Extrait du texte:
Auguste Comte a dit encore : « Toute science consiste dans la coordination des faits. On peut même dire généralement que la science est essentiellement destinée à dispenser, autant que le comportent les divers phénomènes, de toute observation directe, en permettant de déduire du plus petit nombre possible de données immédiates le plus grand nombre possible de résultats. N’est-ce point là, en effet, l’usage réel, soit dans la spéculation, soit dans l’action, des lois que nous parvenons à découvrir entre les phénomènes naturels ? »

Ainsi, selon le disciple de Bacon et de Hume, d’accord, en ce point essentiel, avec Descartes et avec Leibniz, c’était la pensée qui, au moyen d’un ordre provisoire, traçait à l’expérience son chemin, et c’était le but même de la science que de dispenser, par un ordre définitif, de l’observation, et de remplacer enfin l’expérience par le raisonnement.

Lorsque Auguste Comte, dans la suite de son travail encyclopédique sur les généralités de toutes les sciences, passa de la considération des choses inorganiques à celle des choses de l’ordre vital, il fit un grand pas de plus, ou plutôt il vit s’ouvrir devant lui une voie toute nouvelle, qui devait le mener à un point de vue presque entièrement opposé à celui où il s’était placé d’abord, et de son matérialisme géométrique le faire passer par degrés à une sorte de mysticisme.

Des circonstances particulières de sa vie y contribuèrent, à la vérité, et les mouvements de son cœur influèrent sur ceux de son esprit ; mais ils ne firent que précipiter cette révolution, que devait produire tôt ou tard, à mesure que le progrès de ses études y donnerait occasion, le développement seul du sentiment, qui lui était naturel, de la nécessité, en toutes choses, de quelque principe d’ordre et d’unité.

Détail de l'exercice: Recopiez l'extrait sur Auguste Comte depuis « Ainsi, selon le » jusqu'à « sorte de mysticisme. » inclus, en remplaçant « raisonnement » par « calcul ». Les données constituent un matériau à part, distinct de l'extrait.

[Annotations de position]
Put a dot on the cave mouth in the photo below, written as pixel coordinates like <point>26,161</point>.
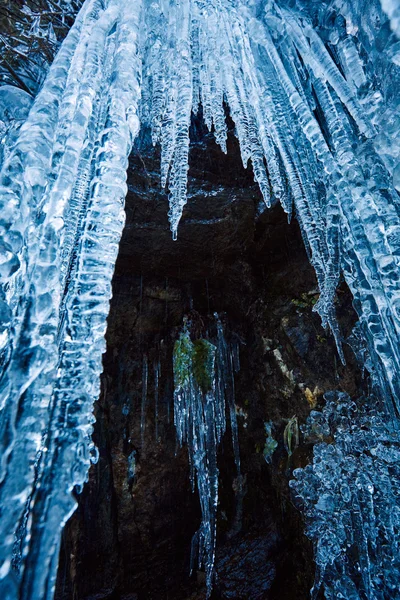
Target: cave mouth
<point>130,537</point>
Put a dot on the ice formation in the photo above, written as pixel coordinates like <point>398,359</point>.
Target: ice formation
<point>62,192</point>
<point>313,90</point>
<point>351,498</point>
<point>204,391</point>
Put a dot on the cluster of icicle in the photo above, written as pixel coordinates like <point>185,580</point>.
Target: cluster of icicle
<point>204,391</point>
<point>350,495</point>
<point>62,191</point>
<point>313,91</point>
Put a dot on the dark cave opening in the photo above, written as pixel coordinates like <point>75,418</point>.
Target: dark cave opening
<point>130,537</point>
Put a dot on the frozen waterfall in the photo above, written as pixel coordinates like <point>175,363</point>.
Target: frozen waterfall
<point>313,90</point>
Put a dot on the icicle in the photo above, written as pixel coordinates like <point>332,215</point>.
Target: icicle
<point>61,258</point>
<point>145,374</point>
<point>157,372</point>
<point>203,386</point>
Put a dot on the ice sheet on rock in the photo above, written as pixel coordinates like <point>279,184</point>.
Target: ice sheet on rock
<point>14,108</point>
<point>350,498</point>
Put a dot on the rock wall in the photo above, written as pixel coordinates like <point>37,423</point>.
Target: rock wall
<point>130,538</point>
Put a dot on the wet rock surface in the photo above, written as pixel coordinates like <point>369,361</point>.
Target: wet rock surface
<point>130,537</point>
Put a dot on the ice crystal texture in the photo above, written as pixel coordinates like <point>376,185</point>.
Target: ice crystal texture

Réponse:
Ainsi, selon le disciple de Bacon et de Hume, d’accord, en ce point essentiel, avec Descartes et avec Leibniz, c’était la pensée qui, au moyen d’un ordre provisoire, traçait à l’expérience son chemin, et c’était le but même de la science que de dispenser, par un ordre définitif, de l’observation, et de remplacer enfin l’expérience par le calcul.

Lorsque Auguste Comte, dans la suite de son travail encyclopédique sur les généralités de toutes les sciences, passa de la considération des choses inorganiques à celle des choses de l’ordre vital, il fit un grand pas de plus, ou plutôt il vit s’ouvrir devant lui une voie toute nouvelle, qui devait le mener à un point de vue presque entièrement opposé à celui où il s’était placé d’abord, et de son matérialisme géométrique le faire passer par degrés à une sorte de mysticisme.